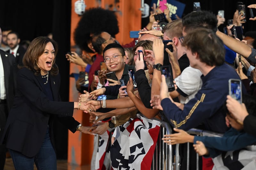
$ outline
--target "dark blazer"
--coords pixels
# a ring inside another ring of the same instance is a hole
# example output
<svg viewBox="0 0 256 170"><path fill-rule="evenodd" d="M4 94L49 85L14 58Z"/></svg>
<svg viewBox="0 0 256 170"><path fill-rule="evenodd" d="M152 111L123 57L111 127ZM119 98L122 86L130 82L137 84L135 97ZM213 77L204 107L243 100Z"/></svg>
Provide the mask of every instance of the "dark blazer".
<svg viewBox="0 0 256 170"><path fill-rule="evenodd" d="M49 73L53 101L49 100L43 92L39 82L41 76L25 68L18 71L14 103L7 120L4 137L0 141L6 148L29 157L38 152L48 124L52 139L53 119L59 119L73 133L79 124L72 117L74 103L60 101L60 75L53 76Z"/></svg>
<svg viewBox="0 0 256 170"><path fill-rule="evenodd" d="M4 66L6 101L8 110L10 111L15 94L17 65L15 62L15 57L12 54L1 50L0 50L0 54Z"/></svg>
<svg viewBox="0 0 256 170"><path fill-rule="evenodd" d="M10 50L7 51L6 52L10 53ZM23 65L22 60L26 52L26 50L22 46L19 45L18 50L17 50L17 53L16 54L16 57L15 57L16 58L15 60L17 65Z"/></svg>
<svg viewBox="0 0 256 170"><path fill-rule="evenodd" d="M0 50L0 55L4 66L4 87L6 94L8 113L0 111L0 138L2 137L8 115L13 102L15 94L16 71L17 71L15 57L12 54Z"/></svg>

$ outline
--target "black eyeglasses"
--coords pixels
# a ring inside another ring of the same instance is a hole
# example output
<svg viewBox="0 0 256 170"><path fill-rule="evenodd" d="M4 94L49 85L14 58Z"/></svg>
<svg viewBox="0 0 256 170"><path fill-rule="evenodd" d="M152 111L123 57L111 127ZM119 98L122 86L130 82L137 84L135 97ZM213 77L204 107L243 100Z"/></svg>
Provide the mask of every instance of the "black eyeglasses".
<svg viewBox="0 0 256 170"><path fill-rule="evenodd" d="M115 55L111 57L106 58L104 59L104 62L106 63L109 63L111 59L114 61L116 61L118 60L118 56L119 55L123 56L123 55Z"/></svg>
<svg viewBox="0 0 256 170"><path fill-rule="evenodd" d="M183 41L184 41L184 37L179 37L179 39L180 40L180 42L182 43L183 42Z"/></svg>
☆ ☆ ☆ ☆ ☆
▸ **What to produce**:
Omit pictures; set down the rest of the material word for word.

▸ **The reply**:
$ outline
--target "dark blazer"
--coords pixels
# a ring inside another ring of the same instance is a hole
# example output
<svg viewBox="0 0 256 170"><path fill-rule="evenodd" d="M4 94L49 85L14 58Z"/></svg>
<svg viewBox="0 0 256 170"><path fill-rule="evenodd" d="M152 111L123 57L111 127ZM119 98L122 86L130 82L137 84L135 97ZM213 77L204 107L243 100Z"/></svg>
Provide the mask of every instance of the "dark blazer".
<svg viewBox="0 0 256 170"><path fill-rule="evenodd" d="M49 73L53 101L49 100L43 92L39 82L41 76L25 68L18 71L14 103L7 120L4 137L0 141L6 148L29 157L38 152L48 124L52 139L53 119L59 119L73 133L79 124L72 117L74 103L60 101L60 75L53 76Z"/></svg>
<svg viewBox="0 0 256 170"><path fill-rule="evenodd" d="M4 66L6 101L8 110L10 111L15 94L17 65L15 62L15 57L12 54L1 50L0 50L0 54Z"/></svg>
<svg viewBox="0 0 256 170"><path fill-rule="evenodd" d="M10 50L7 51L6 52L10 53ZM23 65L22 60L26 52L26 50L22 46L19 45L18 50L17 50L17 53L16 54L16 57L15 57L16 58L15 60L17 65Z"/></svg>
<svg viewBox="0 0 256 170"><path fill-rule="evenodd" d="M0 50L0 55L4 66L4 87L6 94L8 113L0 111L0 138L2 137L8 115L13 102L15 94L16 71L17 71L15 57L12 54Z"/></svg>

$ outline
--target "black eyeglasses"
--coords pixels
# a ring inside another ring of the same instance is a hole
# example output
<svg viewBox="0 0 256 170"><path fill-rule="evenodd" d="M4 94L49 85L14 58Z"/></svg>
<svg viewBox="0 0 256 170"><path fill-rule="evenodd" d="M152 111L123 57L111 127ZM119 98L122 86L130 82L137 84L135 97ZM213 77L204 107L243 100Z"/></svg>
Provide the mask of every instance of the "black eyeglasses".
<svg viewBox="0 0 256 170"><path fill-rule="evenodd" d="M115 55L111 57L106 58L104 59L104 62L106 63L109 63L111 59L114 61L116 61L118 60L118 56L119 55L123 56L123 55Z"/></svg>
<svg viewBox="0 0 256 170"><path fill-rule="evenodd" d="M183 41L184 41L184 37L179 37L179 39L180 40L180 42L182 43L183 42Z"/></svg>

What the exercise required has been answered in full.